Please reproduce, exactly and with nothing added, the line containing "In the photo above, where can the white" and every line after it to the end of the records.

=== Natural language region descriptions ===
* * * * * * *

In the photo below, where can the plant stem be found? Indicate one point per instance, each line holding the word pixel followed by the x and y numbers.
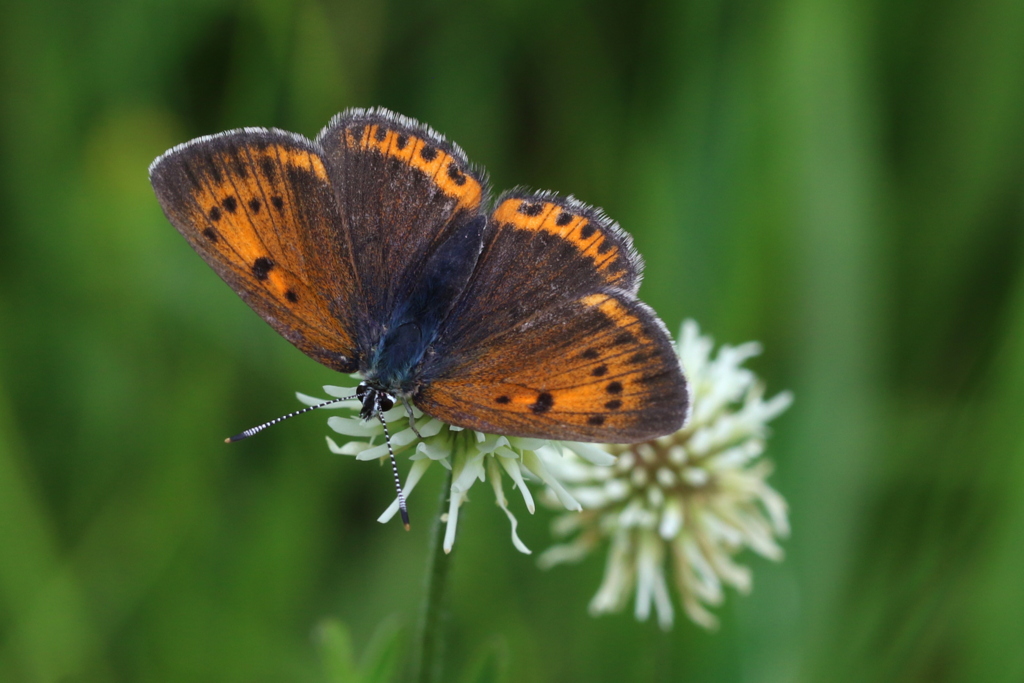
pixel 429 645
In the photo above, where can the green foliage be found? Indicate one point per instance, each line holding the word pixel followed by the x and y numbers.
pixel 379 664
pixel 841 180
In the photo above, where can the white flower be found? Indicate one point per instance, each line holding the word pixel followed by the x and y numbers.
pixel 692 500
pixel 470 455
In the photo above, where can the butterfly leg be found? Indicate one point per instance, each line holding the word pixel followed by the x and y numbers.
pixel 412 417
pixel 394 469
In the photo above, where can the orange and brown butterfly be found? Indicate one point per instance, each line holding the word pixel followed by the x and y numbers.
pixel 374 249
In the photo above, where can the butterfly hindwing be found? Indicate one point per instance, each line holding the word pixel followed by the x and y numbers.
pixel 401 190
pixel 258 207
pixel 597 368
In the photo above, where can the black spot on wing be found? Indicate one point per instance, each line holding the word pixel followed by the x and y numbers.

* * * * * * *

=== OUTPUT FOR THIS TASK ===
In the photo above, where can the white flower be found? Indicate one point per instance, each line holding the word pixel followed by the x and y numbers.
pixel 692 500
pixel 470 455
In the photo above, where can the butterfly leg be found? Indicate one point per instance, each line holding the word pixel followed by the x and y numbers.
pixel 412 417
pixel 394 469
In the photo above, where can the orange and brown butterfly be found? Indicate one point per instance, each line holding the word pixel followed by the x and y numbers.
pixel 374 249
In the photo above, where can the butterfly hindwing be found? Indicate one point per instance, each line holding the word pixel followed by the x and y numbers.
pixel 401 190
pixel 258 207
pixel 597 368
In the photo above, where can the black spot on wing be found? Indicate one point per instance, each line holding the word pixel followed by the x and y numbers.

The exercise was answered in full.